+++ Document extract

Dawid Radziszewski Gallery
Dawid Radziszewski gallery (Krochmalna 3) presents the work of a young abstract painter from Krakow. The exhibition's curators comment, "Using a Latin term, Krzysztof Mężyk calls his art qualia, referring to the intuitive properties of subjective sensory experiences that cannot be expressed in conceptual language".
Stereo Gallery
The exhibition Tomorrow Will Be Smaller by artist and curator Piotr Łakomy at Galeria Stereo (Miedziana 11) displays "the broad spectrum of painting - installations and objects which Piotr Łakomy often places in public space"– writes Ewa Gorządek on Culture.pl.
Le Guern Gallery
Le Guern Gallery (Widok 8) presents an exhibition by Natalia Załuska The Mechanism of Small Changes. The young artist was raised in Krakow and currently works and lives in Vienna.
Profile Foundation
Irena Kalicka's new photography series Goosebumps is on show at Fundacja Profile (Franciszkańska 6). White geese and people wearing white dresses pose as if for wedding photos. But Kalicka’s brides are usually not maidens at all...
M2 Gallery
The author of the m2 gallery (Oleandrów 6) exhibition Insults Portrayed Kamil Kuskowski recently made headlines not because of his art or lectures at the Academy of Fine Art in Szczecin but because of a legal case against him. Kuskowski and his friend Agata Zbylut offended the directors of the Trafostacja Sztuki contemporary art centre in Szczecin and were found guilty by the court of spreading false information.

++++++

* **Task requirements**: Extend the roundup of gallery exhibitions, picking up right after its final sentence about the court finding Kuskowski and Zbylut guilty.

+++ Data

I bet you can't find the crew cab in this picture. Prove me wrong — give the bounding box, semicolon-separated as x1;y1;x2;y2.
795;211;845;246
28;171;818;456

++++++

* **Response to the task**:
Lookout Gallery
Andrzej Świetlik was brought to fame with the artistic neo-avant garde group Łódź Kaliska. The Lookout Gallery (Puławska 41/22) exhibition Artists Did Try To Come, Willingly shows another side of Świetlik – photographic portraits used for advertising. The work reveals the changed nature of commercial portraits which today restrains the liberty of artists. Świetlik's work is itself a portrait of an altered industry which once put icons of pop culture and other protagonists in the limelight.
Fundacja Arton
The exhibition Across Realities at Fundacja Arton (Mińska 25, Soho Factory) brings to light the work of Wojciech Bruszewski, a pioneer of video art in Poland and Mateusz Sadowski, a young artist from Poznań. The exhibition is the result of the foundation's two years of work on Bruszewski's private archive. They managed to reconstruct a part of the artist's lost work, among others, the installation Outside (1974-75).
Piktogram/BLA
Piktogram gallery (Mińska 25, Soho Factory) presents a joint exhibition titled Zombie Formalism. The featured artists are Szymon Małecki, Tomek Saciłowski, Jacek Sempoliński, and Kajetan Sosnowski.
Asymetria Gallery
Exhibited at Galeria Asymetria (Jakubowska 16) are works by Marek Piasecki: The Miniatures and
Roger Ballen: The Apparitions. The gallery is the first Polish art gallery with a display of Polish artistic and historical photography.
Czułość
Czułość is famous for having changed its address several times. Now located at Widok 5/7/9, the gallery presents works by young artists: Nampei Akaki, Franciszek Buchner, Paweł Eibel, Stanisław Legus, Weronika Ławniczak, Witek Orski, Johann Winkelmann, Vova Vorotniov, and Janek Zamoyski, co-founder of Czułośc.
Starter Gallery
Starter Gallery (Andersa 13 and Autor Rooms at Mamastudio Lwowska street 17/7) brings Sunrise to the public – an exhibition commenting on the large format sculpture by Mikołaj Moskal which will appear on a street in Warsaw in the near future. It will be made of abstract geometrical forms and rays of sun. Other works related to the sunrise were made by Bownik and Marcelina Gunia, Alicja Bielawska, Michał Grochowiak, Magdalena Karpińska, Agnieszka Grodzińska, Janusz Łukowicz, and Anna Zaradny.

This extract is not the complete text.